WHAT THIS EXERCISE ASKS.
**A)** In the indexing cost passage, which step is named as the most expensive?
**B)** Repeat the part of the indexing cost passage starting at "This estimate uses" and ending at "many use cases.".

SOURCE DOCUMENT.
------------------------

This estimate uses Claude Sonnet 4.6 at $3/1M input and $15/1M output. The published range of $100-500/1M corpus tokens applies to GPT-4 class models at GPT-4 pricing ($10-30/1M input). With Claude Sonnet 4.6, the same pipeline costs roughly 3-10x less. At $18 per 1M corpus tokens, indexing a 10M-token corpus (a large enterprise knowledge base) costs ~$180 — a one-time setup cost that is reasonable for many use cases.

The most expensive step is entity summarization — the LLM re-reads all text associated with each entity to produce a consolidated description. `claim_extraction.enabled: false` in settings.yaml eliminates the claim extraction step (disabled by default in v2), saving ~20-30% of construction cost. Reducing `entity_extraction.max_gleanings` from 1 to 0 eliminates the retry step, saving another 10-20% at the cost of lower extraction completeness.

------------------------

DATASET RECORDS.
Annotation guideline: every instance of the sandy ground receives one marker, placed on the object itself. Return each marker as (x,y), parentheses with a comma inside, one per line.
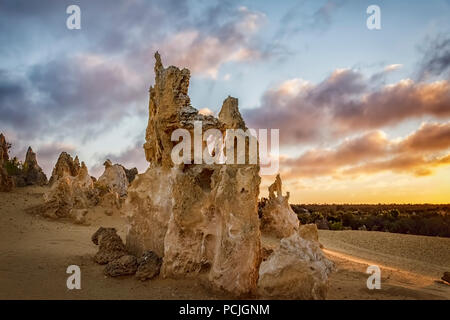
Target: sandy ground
(35,253)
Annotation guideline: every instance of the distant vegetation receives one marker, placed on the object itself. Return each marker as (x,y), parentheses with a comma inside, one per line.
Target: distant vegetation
(421,219)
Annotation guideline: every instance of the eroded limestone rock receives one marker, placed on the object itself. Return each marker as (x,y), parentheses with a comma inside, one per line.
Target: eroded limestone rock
(123,266)
(65,165)
(149,266)
(202,218)
(69,193)
(278,218)
(297,269)
(110,245)
(114,178)
(32,172)
(130,173)
(309,232)
(6,182)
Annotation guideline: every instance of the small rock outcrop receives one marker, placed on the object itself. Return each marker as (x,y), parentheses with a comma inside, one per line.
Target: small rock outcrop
(296,270)
(32,172)
(68,195)
(124,266)
(149,266)
(6,182)
(446,277)
(130,173)
(114,178)
(278,218)
(65,165)
(110,245)
(201,219)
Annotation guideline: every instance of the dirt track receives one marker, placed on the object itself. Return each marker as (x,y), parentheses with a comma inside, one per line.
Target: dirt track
(35,252)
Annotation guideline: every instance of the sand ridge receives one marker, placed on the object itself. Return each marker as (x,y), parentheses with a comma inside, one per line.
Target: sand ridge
(35,253)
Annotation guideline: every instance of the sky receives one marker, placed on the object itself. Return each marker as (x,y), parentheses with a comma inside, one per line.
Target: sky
(364,115)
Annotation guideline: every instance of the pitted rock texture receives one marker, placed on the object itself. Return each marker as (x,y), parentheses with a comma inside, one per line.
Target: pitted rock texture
(69,193)
(278,218)
(123,266)
(110,245)
(149,266)
(297,269)
(65,165)
(200,218)
(130,173)
(114,178)
(6,182)
(32,172)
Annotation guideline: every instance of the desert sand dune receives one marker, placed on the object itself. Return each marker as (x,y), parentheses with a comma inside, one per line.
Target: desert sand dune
(35,253)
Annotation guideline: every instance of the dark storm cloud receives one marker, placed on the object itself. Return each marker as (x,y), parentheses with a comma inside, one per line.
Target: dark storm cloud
(78,96)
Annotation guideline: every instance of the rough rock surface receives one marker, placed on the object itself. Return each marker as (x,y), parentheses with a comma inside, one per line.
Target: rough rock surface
(309,232)
(69,193)
(123,266)
(110,245)
(278,218)
(6,182)
(202,219)
(114,178)
(32,172)
(130,173)
(297,269)
(446,277)
(149,266)
(65,165)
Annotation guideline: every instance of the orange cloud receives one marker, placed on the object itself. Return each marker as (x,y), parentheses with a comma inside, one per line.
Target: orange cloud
(373,152)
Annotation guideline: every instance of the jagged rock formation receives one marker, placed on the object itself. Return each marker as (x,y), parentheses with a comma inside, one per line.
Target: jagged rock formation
(110,245)
(130,173)
(296,270)
(114,178)
(68,195)
(309,232)
(65,166)
(278,218)
(29,172)
(32,172)
(6,182)
(149,266)
(123,266)
(202,219)
(446,277)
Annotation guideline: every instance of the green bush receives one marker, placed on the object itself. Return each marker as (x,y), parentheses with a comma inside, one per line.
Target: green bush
(336,226)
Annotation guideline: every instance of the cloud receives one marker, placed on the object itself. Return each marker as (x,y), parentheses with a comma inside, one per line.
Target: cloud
(436,57)
(203,51)
(85,92)
(373,152)
(346,102)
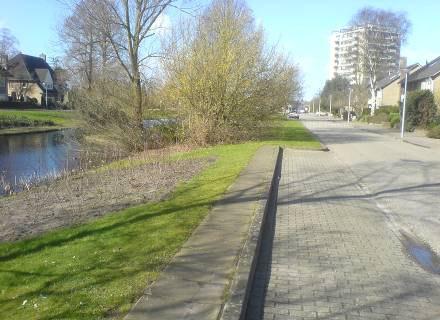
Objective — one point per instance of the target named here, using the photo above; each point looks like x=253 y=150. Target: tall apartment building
x=348 y=45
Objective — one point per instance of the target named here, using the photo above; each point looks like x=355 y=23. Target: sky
x=300 y=28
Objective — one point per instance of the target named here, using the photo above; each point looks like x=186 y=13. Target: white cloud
x=162 y=25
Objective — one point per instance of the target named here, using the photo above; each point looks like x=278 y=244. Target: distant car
x=293 y=115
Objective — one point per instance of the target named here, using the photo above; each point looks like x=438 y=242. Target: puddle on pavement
x=421 y=253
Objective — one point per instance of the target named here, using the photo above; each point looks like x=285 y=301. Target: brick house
x=426 y=78
x=31 y=77
x=388 y=89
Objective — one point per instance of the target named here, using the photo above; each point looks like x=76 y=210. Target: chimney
x=4 y=61
x=402 y=66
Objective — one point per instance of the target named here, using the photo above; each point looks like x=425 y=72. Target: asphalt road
x=403 y=178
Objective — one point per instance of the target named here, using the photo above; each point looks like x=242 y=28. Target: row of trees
x=214 y=69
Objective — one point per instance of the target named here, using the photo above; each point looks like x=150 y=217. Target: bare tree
x=129 y=26
x=223 y=78
x=81 y=39
x=383 y=32
x=8 y=43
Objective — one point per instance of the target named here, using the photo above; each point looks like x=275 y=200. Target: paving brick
x=332 y=253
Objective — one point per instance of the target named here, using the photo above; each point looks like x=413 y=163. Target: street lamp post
x=349 y=105
x=402 y=126
x=45 y=87
x=330 y=104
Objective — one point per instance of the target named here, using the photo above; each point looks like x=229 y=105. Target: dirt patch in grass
x=80 y=197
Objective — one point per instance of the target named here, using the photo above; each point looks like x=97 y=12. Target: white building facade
x=347 y=48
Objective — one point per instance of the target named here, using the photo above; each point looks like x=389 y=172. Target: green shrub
x=388 y=109
x=378 y=118
x=421 y=109
x=434 y=132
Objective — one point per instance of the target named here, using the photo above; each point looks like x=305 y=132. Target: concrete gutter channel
x=211 y=276
x=235 y=306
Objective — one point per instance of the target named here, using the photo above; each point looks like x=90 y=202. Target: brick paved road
x=333 y=254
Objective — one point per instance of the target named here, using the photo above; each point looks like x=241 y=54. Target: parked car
x=293 y=115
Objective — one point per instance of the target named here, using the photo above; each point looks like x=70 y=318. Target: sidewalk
x=195 y=284
x=332 y=254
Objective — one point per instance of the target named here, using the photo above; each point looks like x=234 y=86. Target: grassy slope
x=100 y=268
x=61 y=119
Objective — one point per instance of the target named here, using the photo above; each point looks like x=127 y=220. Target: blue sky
x=301 y=28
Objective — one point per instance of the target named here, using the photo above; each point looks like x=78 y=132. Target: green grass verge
x=99 y=269
x=58 y=119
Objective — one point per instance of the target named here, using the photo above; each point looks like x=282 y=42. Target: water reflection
x=36 y=155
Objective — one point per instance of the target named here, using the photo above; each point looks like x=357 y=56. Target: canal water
x=34 y=156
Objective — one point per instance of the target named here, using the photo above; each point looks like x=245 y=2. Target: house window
x=427 y=85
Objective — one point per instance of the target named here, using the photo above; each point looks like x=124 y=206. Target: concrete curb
x=235 y=306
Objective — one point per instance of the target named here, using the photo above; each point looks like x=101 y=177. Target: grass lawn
x=58 y=118
x=99 y=269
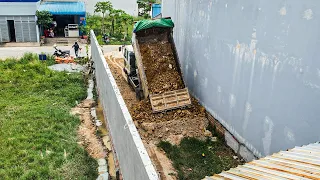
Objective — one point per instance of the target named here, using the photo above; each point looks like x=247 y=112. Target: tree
x=144 y=7
x=103 y=7
x=44 y=19
x=127 y=21
x=115 y=16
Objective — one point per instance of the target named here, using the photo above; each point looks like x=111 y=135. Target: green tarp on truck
x=146 y=24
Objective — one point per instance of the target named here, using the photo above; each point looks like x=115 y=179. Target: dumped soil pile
x=190 y=122
x=142 y=112
x=160 y=67
x=169 y=130
x=87 y=130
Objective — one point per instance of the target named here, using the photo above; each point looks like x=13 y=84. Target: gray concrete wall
x=134 y=161
x=254 y=66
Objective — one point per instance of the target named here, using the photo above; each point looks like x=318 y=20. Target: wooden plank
x=170 y=100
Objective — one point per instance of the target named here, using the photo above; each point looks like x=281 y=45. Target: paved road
x=7 y=52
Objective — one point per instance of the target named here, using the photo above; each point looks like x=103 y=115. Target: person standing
x=76 y=48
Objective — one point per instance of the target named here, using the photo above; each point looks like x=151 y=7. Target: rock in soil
x=160 y=66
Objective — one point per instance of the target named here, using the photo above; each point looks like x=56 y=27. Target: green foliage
x=103 y=7
x=195 y=159
x=144 y=7
x=36 y=126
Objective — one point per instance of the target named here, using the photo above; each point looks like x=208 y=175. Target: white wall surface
x=17 y=8
x=130 y=6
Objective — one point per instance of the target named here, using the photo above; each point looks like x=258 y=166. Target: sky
x=130 y=6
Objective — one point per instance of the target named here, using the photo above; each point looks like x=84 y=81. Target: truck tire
x=139 y=94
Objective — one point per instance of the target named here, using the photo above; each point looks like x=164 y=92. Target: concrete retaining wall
x=254 y=66
x=134 y=161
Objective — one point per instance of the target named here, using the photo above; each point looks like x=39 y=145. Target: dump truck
x=152 y=68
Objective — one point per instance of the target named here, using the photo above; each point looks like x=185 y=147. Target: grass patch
x=190 y=163
x=38 y=135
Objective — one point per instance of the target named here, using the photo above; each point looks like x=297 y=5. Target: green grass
x=36 y=126
x=189 y=162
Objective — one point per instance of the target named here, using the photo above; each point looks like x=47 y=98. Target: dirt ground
x=190 y=122
x=87 y=130
x=171 y=126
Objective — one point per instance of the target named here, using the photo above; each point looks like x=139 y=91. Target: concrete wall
x=254 y=66
x=134 y=161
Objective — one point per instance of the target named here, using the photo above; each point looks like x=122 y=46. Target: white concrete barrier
x=134 y=161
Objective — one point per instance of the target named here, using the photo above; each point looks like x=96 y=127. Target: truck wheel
x=138 y=94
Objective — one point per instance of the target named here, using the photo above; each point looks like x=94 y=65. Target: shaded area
x=195 y=159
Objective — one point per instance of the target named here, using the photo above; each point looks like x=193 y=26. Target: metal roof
x=63 y=8
x=297 y=163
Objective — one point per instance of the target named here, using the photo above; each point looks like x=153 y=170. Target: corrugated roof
x=297 y=163
x=64 y=8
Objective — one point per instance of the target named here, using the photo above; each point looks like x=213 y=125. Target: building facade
x=18 y=21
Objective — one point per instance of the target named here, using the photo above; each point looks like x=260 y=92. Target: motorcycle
x=60 y=53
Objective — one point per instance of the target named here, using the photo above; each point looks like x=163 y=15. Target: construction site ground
x=168 y=133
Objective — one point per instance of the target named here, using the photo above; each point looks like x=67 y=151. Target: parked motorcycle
x=60 y=53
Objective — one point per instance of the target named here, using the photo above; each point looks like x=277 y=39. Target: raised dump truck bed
x=159 y=69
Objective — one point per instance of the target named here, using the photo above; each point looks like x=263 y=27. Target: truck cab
x=130 y=71
x=129 y=60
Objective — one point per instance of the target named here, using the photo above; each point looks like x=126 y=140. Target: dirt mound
x=142 y=112
x=187 y=127
x=160 y=67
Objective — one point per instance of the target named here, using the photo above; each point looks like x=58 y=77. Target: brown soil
x=87 y=130
x=170 y=126
x=142 y=112
x=160 y=66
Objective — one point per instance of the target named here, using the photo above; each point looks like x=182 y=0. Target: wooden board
x=170 y=100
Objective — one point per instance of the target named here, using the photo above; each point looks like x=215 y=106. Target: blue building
x=68 y=15
x=18 y=21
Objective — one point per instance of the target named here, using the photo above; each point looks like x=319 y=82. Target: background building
x=18 y=21
x=129 y=6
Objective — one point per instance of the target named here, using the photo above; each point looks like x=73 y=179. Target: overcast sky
x=130 y=6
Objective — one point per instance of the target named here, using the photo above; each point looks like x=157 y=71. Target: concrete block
x=246 y=154
x=103 y=169
x=102 y=162
x=104 y=176
x=231 y=142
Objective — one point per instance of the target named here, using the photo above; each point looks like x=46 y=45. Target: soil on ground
x=171 y=126
x=191 y=122
x=160 y=66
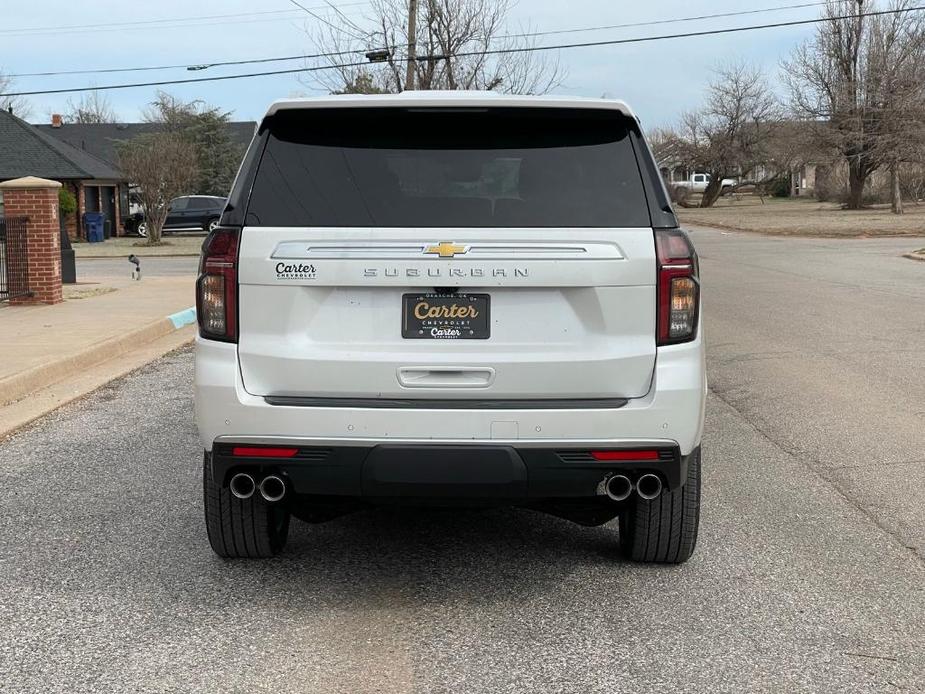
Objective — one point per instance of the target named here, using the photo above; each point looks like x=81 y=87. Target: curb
x=22 y=384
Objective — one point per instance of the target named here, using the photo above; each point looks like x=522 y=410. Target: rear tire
x=242 y=528
x=664 y=530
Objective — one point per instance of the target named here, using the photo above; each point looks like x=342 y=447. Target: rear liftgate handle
x=445 y=376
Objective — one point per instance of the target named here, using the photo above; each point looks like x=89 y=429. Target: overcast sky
x=659 y=79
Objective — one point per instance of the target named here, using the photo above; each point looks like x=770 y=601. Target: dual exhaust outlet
x=621 y=487
x=244 y=486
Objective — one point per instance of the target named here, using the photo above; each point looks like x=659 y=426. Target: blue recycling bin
x=93 y=226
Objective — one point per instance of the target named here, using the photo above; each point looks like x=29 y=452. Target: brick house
x=97 y=185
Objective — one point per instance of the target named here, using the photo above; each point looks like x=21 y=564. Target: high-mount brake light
x=678 y=287
x=217 y=286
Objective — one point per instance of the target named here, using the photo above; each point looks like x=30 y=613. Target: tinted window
x=439 y=168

------------------------

ANSWERS FOR THE EXERCISE.
**A)** Entity summarization.

**B)**
This estimate uses Claude Sonnet 4.6 at $3/1M input and $15/1M output. The published range of $100-500/1M corpus tokens applies to GPT-4 class models at GPT-4 pricing ($10-30/1M input). With Claude Sonnet 4.6, the same pipeline costs roughly 3-10x less. At $18 per 1M corpus tokens, indexing a 10M-token corpus (a large enterprise knowledge base) costs ~$180 — a one-time setup cost that is reasonable for many use cases.